• Task objective
Count how many lines of the material below contain the word "thin", and give only that number.

• Information supplied

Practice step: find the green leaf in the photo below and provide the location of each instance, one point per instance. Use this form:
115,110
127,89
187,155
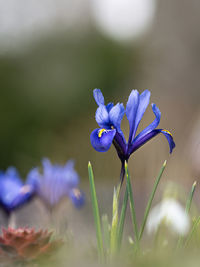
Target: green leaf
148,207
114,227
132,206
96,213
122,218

==

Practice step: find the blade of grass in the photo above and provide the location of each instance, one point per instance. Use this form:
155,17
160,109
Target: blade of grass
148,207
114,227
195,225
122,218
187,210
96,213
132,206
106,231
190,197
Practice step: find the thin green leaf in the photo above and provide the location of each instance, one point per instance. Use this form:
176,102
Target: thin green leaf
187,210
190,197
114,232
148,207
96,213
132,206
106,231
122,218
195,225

• Written response
2